● Page excerpt:

##############################

R. Shmuel Edels, the Maharsha, adopts this second approach in
his commentary on Eruvin. Although I find one aspect of his
interpretation to be somewhat forced, his essential idea is quite profound and
important. R. Edels argues that a person's traits relate to three aspects of
life: being good to others, being good to Hashem and being good to
himself. The challenge of money belongs to the interpersonal realm. As a
Talmudic statement compares anger to idolatry, Maharsha understands the
challenge of anger as belonging to the sphere of relations between a person and
God. The temptation to drink relates to how a person treats himself.
Maharsha's third category represents the innovative idea.
It is a commonplace that religion challenges us in the realms of both
interpersonal behavior and with regard to our relationship with Hashem.
Apparently, it also challenges us to think about how we treat ourselves. Imagine
a person with a drinking problem who claims that his drinking binges do not
interfere in any way with his interpersonal responsibilities or religious
duties. We could try to convince such a person that alcoholism will invariably
cause harm in these areas. Alternatively, we could say to that person that he or
she is not being fair to himself. Maharsha teaches us that this too constitutes
a religious sentiment.
Let us turn our attention to the final item suggested in the
gemara. Why does "play" reveal the truth about a person in a way that
more serious pursuits do not? The answer may have to do with the religious call
to live an integrated life. Most observant Jews realize that mitzva
performance demands a certain religious orientation and seriousness of purpose.
While in the beit midrash or beit ha-knesset, they would not dream
of consciously excluding religious values. At the same time, they may think of
their leisure time as divorced from religious demands. They fail to realize that
even as we affirm that certain areas of life are indeed devar reshut,
neither forbidden nor commanded, religious ideals do not become irrelevant to
those areas. Halakha has nothing against playing basketball but it does
have something to say about how one plays. Halakha's voice in this area
is not to be found in a section of the Shulchan Arukh called
Hilkhot Basketball but in the more general command to live a life of
holiness, service, and morality. The individual whose play also exhibits
religious ideals (e. g. playing without selfishness, laziness, or anger) has
moved to a more profound level of commitment. Sometimes, it is precisely the
conduct while engaging in a leisure activity that reveals the true quality of a
given individual.
A different gemara helps to develop this idea:
King Ptolemy gathered seventy-two sages and put them each in
separate rooms without revealing to them why he gathered them. He went into each
room and asked each sage to translate the Torah [into Greek}. The Holy One,
blessed be He, placed good counsel in the hearts of each one and they all
translated in an identical fashion. They wrote for him... 'And God finished on
the sixth day.' (Megilla 9a)
In this gemara, the many sages choose not to offer a
literal translation in passages in which such literalness might lead the readers
astray. In the original, the verse actually says "And God completed his work on
the seventh day" (Bereishit 2:2). An innocent reader might mistakenly
understand that Hashem created something on the seventh day also.

##############################

● Challenge 1:
Rewrite the rows from the one containing "instance, sample <point>103,768</point>." down to the one containing "<point>588,187</point>", requests included, and raise every point coordinate in the answers by 115.
The rows that follow are unrelated to the commentary.

● Information provided:
##############################

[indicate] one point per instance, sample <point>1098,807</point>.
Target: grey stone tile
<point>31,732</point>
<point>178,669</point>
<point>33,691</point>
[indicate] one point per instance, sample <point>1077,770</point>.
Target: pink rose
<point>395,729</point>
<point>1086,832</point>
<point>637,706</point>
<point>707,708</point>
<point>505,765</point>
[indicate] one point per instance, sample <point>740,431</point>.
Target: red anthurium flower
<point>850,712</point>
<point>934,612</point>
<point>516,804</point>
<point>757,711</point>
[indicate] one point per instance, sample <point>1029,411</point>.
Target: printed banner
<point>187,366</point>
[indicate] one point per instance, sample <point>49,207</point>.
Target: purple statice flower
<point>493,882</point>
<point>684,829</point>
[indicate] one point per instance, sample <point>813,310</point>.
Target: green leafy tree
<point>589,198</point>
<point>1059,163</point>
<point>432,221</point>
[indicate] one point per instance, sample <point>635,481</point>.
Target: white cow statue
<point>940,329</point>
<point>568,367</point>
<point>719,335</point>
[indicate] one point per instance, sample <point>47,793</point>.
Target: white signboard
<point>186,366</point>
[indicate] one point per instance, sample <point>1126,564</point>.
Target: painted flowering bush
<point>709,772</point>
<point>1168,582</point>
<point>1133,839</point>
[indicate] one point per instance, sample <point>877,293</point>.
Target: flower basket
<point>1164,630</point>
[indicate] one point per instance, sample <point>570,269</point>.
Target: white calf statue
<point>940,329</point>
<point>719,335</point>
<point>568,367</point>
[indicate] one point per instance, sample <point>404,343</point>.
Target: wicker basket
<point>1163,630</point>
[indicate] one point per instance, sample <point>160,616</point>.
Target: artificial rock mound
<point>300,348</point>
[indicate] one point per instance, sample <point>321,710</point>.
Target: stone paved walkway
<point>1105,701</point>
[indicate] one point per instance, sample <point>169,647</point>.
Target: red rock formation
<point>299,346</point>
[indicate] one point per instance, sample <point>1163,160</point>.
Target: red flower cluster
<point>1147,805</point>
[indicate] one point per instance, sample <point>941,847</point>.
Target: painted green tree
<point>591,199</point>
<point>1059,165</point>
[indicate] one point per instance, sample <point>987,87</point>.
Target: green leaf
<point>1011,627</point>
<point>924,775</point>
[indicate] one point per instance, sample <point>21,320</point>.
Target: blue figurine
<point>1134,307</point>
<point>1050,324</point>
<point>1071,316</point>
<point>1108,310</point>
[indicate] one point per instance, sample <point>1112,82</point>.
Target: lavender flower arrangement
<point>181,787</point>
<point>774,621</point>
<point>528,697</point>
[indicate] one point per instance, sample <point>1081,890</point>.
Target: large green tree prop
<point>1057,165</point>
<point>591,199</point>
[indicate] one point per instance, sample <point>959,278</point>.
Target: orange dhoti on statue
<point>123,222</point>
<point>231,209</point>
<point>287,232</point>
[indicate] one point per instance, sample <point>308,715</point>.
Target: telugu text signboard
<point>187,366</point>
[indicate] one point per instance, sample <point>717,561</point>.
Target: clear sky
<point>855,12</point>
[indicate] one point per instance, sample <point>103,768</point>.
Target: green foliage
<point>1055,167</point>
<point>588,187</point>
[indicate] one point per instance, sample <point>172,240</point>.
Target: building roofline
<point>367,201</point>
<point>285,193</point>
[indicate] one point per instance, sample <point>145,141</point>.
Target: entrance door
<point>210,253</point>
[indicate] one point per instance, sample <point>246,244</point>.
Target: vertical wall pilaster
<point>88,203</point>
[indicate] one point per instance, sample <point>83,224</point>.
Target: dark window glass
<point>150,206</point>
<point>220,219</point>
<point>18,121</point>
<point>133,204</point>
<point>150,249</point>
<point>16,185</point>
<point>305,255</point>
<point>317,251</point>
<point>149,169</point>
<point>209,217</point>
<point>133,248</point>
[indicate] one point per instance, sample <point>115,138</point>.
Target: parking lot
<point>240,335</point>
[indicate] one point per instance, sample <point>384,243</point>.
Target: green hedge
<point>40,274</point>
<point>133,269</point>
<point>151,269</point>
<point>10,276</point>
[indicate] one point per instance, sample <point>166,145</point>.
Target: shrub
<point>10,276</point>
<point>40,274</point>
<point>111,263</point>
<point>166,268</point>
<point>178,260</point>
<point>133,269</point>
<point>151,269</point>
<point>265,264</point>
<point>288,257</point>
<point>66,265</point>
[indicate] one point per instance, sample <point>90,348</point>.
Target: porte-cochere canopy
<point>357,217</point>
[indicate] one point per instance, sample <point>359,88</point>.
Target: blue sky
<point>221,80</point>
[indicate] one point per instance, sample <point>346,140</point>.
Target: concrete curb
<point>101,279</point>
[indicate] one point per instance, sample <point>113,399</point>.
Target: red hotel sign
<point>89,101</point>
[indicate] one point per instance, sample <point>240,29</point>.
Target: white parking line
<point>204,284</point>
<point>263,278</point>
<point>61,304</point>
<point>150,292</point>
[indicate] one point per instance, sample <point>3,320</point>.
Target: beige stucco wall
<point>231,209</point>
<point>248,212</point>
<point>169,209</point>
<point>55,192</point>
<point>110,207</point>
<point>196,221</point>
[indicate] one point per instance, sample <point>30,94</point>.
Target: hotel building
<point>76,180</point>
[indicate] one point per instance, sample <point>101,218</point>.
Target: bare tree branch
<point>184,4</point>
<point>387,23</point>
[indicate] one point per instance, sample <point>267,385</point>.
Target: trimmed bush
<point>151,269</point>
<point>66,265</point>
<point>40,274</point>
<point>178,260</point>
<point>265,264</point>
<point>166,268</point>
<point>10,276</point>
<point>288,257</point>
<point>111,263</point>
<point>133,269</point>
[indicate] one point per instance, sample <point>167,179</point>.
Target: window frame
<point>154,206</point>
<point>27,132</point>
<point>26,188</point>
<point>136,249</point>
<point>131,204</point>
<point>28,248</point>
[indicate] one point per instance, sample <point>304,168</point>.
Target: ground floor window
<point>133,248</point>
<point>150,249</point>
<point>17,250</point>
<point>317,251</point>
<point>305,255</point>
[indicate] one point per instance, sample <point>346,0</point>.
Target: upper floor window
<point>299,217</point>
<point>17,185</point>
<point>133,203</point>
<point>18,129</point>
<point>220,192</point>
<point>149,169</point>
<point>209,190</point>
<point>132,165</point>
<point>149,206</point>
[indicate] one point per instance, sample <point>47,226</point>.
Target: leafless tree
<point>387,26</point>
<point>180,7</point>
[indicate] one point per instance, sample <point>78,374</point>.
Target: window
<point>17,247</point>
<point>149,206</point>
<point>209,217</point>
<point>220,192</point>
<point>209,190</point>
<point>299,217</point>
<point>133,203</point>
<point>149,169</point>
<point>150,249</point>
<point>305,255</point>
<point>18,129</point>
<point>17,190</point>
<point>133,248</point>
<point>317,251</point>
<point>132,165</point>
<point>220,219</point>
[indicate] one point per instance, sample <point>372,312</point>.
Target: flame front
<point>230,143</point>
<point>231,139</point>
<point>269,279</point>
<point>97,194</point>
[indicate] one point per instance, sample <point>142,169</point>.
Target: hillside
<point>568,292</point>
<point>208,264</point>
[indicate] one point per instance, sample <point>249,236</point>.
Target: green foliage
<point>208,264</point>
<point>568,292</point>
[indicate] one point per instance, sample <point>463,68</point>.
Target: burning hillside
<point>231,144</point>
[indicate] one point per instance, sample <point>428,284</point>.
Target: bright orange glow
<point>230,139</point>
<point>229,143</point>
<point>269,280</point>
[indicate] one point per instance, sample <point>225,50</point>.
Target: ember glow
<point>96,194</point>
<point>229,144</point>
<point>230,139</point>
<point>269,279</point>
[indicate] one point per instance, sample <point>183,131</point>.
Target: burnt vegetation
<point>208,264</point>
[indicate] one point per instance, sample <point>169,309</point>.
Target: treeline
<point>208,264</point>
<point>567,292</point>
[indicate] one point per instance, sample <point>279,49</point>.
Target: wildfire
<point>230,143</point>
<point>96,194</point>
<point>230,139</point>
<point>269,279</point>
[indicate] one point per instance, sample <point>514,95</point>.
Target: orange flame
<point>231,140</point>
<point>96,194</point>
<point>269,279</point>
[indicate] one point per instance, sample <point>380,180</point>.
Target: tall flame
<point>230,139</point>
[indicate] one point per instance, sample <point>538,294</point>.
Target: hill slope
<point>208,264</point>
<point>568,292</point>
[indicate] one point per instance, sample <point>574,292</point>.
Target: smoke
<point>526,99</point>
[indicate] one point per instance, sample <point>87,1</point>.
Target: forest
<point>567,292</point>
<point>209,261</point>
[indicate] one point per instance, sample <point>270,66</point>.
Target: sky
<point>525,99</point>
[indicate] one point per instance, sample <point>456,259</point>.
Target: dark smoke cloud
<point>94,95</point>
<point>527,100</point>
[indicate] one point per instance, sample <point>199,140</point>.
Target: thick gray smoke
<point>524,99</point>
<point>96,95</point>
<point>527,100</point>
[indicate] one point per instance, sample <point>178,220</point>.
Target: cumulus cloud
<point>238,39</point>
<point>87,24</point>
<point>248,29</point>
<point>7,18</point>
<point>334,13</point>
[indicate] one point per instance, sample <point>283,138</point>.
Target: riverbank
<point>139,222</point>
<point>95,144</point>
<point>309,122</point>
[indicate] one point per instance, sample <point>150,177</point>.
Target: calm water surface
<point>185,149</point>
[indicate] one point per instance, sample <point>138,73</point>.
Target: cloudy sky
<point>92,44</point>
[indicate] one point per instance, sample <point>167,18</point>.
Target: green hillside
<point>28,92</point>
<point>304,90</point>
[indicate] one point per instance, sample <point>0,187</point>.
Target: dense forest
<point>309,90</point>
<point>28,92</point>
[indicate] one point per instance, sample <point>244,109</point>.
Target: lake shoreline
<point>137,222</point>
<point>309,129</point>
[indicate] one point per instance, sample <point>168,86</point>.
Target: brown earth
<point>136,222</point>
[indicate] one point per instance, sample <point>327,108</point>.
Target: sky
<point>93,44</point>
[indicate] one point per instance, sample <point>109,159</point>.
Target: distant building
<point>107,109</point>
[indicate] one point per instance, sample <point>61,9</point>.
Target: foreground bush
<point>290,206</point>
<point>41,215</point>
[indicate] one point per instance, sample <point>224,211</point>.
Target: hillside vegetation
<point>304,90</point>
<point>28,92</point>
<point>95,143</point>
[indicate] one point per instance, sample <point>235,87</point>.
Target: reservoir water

##############################

● Challenge 2:
Copy the commentary from "In this gemara, the" down to "seventh day also.", substituting "Talmudic passage" for each occurrence of "gemara".

● Final result 1:
[indicate] one point per instance, sample <point>103,768</point>.
Target: green foliage
<point>1170,282</point>
<point>703,302</point>

● Final result 2:
In this Talmudic passage, the many sages choose not to offer a
literal translation in passages in which such literalness might lead the readers
astray. In the original, the verse actually says "And God completed his work on
the seventh day" (Bereishit 2:2). An innocent reader might mistakenly
understand that Hashem created something on the seventh day also.